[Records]
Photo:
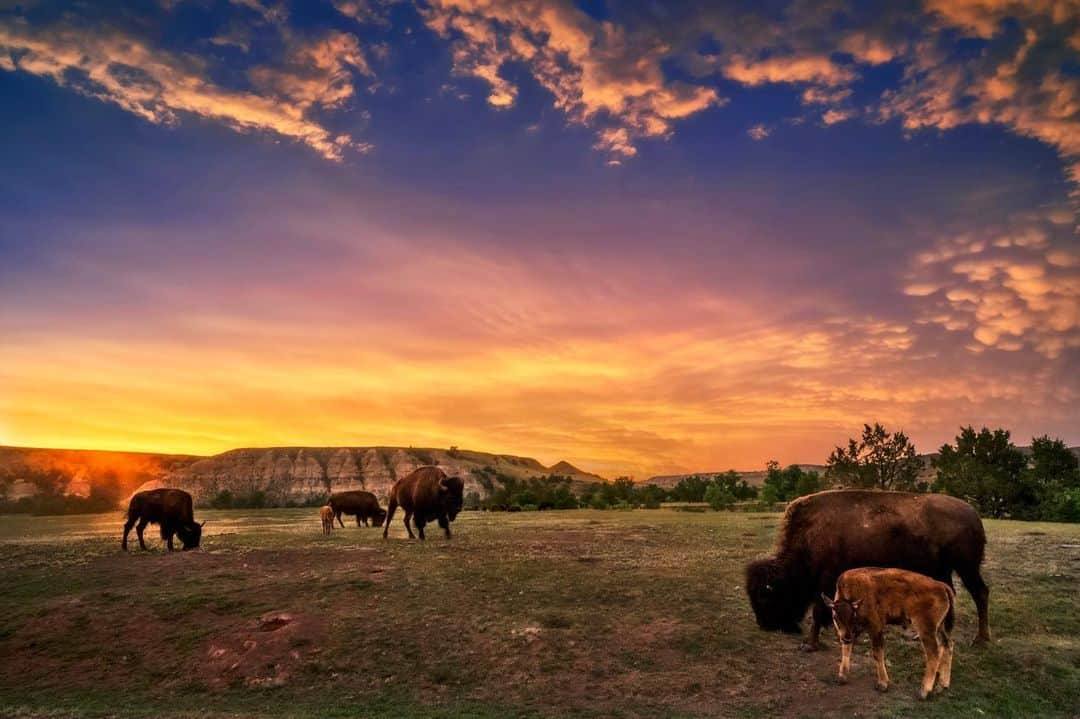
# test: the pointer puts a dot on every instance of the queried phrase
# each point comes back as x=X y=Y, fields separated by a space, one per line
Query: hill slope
x=284 y=474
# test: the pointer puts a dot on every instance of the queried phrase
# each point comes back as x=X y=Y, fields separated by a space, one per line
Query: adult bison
x=824 y=534
x=360 y=503
x=426 y=494
x=169 y=509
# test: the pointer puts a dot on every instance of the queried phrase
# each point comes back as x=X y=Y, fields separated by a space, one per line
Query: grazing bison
x=427 y=494
x=169 y=509
x=869 y=598
x=824 y=534
x=358 y=502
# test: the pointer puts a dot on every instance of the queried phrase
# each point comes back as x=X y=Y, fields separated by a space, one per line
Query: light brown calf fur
x=869 y=598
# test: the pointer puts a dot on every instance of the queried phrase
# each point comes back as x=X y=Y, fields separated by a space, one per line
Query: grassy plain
x=558 y=613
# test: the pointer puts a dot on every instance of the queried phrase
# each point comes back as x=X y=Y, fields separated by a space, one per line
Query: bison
x=824 y=534
x=869 y=598
x=426 y=494
x=169 y=509
x=360 y=503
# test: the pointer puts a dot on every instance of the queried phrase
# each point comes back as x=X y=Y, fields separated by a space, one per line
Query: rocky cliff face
x=300 y=474
x=284 y=474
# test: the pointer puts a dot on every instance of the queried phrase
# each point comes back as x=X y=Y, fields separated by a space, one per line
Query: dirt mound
x=267 y=652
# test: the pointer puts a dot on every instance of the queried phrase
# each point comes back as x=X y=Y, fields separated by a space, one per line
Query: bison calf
x=358 y=502
x=869 y=598
x=169 y=509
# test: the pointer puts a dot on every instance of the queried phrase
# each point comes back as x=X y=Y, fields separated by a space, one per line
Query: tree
x=988 y=471
x=733 y=483
x=719 y=498
x=1053 y=465
x=880 y=459
x=1053 y=474
x=788 y=484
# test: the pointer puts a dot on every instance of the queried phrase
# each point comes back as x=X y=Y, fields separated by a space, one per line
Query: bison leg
x=945 y=668
x=127 y=528
x=976 y=587
x=845 y=661
x=877 y=643
x=822 y=615
x=933 y=654
x=138 y=531
x=390 y=515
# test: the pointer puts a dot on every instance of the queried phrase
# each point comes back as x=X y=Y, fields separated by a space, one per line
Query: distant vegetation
x=106 y=492
x=983 y=467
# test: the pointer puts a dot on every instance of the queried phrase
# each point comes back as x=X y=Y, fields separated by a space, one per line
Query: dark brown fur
x=426 y=496
x=869 y=598
x=170 y=509
x=827 y=533
x=358 y=502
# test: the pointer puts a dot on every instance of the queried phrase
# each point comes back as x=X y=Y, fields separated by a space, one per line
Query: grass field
x=558 y=613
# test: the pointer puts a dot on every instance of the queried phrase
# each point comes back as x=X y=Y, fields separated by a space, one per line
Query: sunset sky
x=646 y=238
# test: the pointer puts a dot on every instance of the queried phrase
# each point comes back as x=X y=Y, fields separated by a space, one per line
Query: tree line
x=983 y=467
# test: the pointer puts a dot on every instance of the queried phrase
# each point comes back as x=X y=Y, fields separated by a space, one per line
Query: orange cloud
x=160 y=86
x=596 y=72
x=792 y=69
x=1010 y=293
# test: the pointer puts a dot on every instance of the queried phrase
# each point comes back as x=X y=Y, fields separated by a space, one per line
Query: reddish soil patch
x=267 y=652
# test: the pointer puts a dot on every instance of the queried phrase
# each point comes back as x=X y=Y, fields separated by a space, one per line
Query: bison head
x=774 y=596
x=450 y=496
x=190 y=534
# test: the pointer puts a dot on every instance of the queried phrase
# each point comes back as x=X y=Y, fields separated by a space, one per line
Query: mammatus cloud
x=1024 y=89
x=161 y=86
x=1006 y=287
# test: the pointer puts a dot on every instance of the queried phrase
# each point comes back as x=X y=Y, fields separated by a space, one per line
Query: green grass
x=564 y=613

• **What to produce**
Take the data above and repeat it exactly, leaving each picture out.

• **Reply**
Photo:
# test: the pointer puts a dot on every instance of the queried phrase
# each point comes back as x=X y=Y, fields separated by a space, one per line
Query: hill slope
x=284 y=474
# test: the pointer puts a dot on every instance of the queried phrase
# each point comes back as x=X y=Y, fields separated by a space, one per line
Query: adult bison
x=824 y=534
x=360 y=503
x=426 y=494
x=169 y=509
# test: the pointer puts a dot on every instance of the queried phrase
# each point comes back as x=X y=Y, fields separated by a space, one per line
Query: grazing bison
x=427 y=494
x=169 y=509
x=869 y=598
x=824 y=534
x=358 y=502
# test: the pointer puts a dot on every instance of the queried phrase
# each point comes back as x=X y=Y, fields separated by a space, one per line
Query: light brown calf fur
x=869 y=598
# test: the pointer puts a dot on every instance of the queried phrase
# each point comes back as x=X y=Y, fields separated by a space, one per line
Query: grassy plain
x=558 y=613
# test: the pointer puts a dot on every instance of the queried phrase
# each point comes back as x=X y=Y, fields separated by a space, one per line
Query: bison
x=824 y=534
x=869 y=598
x=426 y=494
x=169 y=509
x=360 y=503
# test: the pointer puts a dot on every instance of the queried phrase
# each point comes back as x=X y=Y, fields separated by a space, one per line
Query: rocky cliff face
x=300 y=474
x=284 y=474
# test: the pointer puts a dot on every instance of the queried phrase
# each point comes back as x=X y=Y, fields separated by a space, one per line
Query: dirt mound
x=267 y=652
# test: the pointer puts a dot on every instance of the queried phrase
# each point comes back as x=X y=Y, fields separated by a space, one per line
Query: bison calf
x=358 y=502
x=869 y=598
x=169 y=509
# test: the pointer puts a dot on every instance of the queried phrase
# each point comes back as x=X y=Y, fields separated by a space, one per line
Query: tree
x=988 y=471
x=733 y=483
x=719 y=498
x=1053 y=465
x=880 y=459
x=1053 y=474
x=788 y=484
# test: the pointer puts a dot on every instance of the queried phrase
# each point comes back as x=X y=Y, fields separated by a space, one per line
Query: bison leg
x=945 y=668
x=127 y=528
x=976 y=587
x=845 y=661
x=877 y=643
x=822 y=615
x=933 y=654
x=138 y=531
x=390 y=515
# test: the pointer puts a dot on every instance of the queried phrase
# each point comes back as x=X y=Y, fields separated by a space, one per line
Query: distant vegetation
x=106 y=492
x=983 y=467
# test: the pointer puts a dot on every instance of the queried phrase
# each point comes back as x=X y=Y, fields separated by a space, one per line
Query: dark brown fur
x=426 y=496
x=869 y=598
x=170 y=509
x=827 y=533
x=358 y=502
# test: the pointer puts a dot on every instance of the queried phrase
# each point comes back as x=X y=Y, fields separated by a space, one per line
Query: grass field
x=558 y=613
# test: the pointer puts a dot on every instance of the queried phrase
# each point comes back as x=X y=Y, fields separated by a space, one per line
Query: sunset sky
x=646 y=238
# test: the pointer puts a dot on every instance of the queried phrase
# each point comes back as x=X y=Y, fields separated by a space, one per line
Query: tree line
x=983 y=467
# test: the pointer puts a dot on every instance of the queried phrase
# each point comes back as x=X y=Y, fields separated by a space, one per line
Query: orange cloud
x=160 y=86
x=596 y=72
x=792 y=69
x=1010 y=293
# test: the pointer puts a dot on every instance of the queried phrase
# each point comes back as x=X y=Y, fields separated by a space, one per line
Query: reddish soil patch
x=267 y=652
# test: the pointer puts a dot on every instance of the queried phrase
# each point comes back as x=X y=Y, fields separated by a space, one per line
Query: bison head
x=774 y=596
x=450 y=496
x=190 y=534
# test: the pointer puts a dot on every instance of the queried phrase
# each point comes back as x=X y=Y, fields separated by a space, one per line
Query: mammatus cloud
x=1024 y=89
x=161 y=86
x=1006 y=287
# test: the pointer puts a dot on every instance of the queried phrase
# each point comes back as x=X y=Y, fields separated by a space, one per line
Query: green grass
x=564 y=613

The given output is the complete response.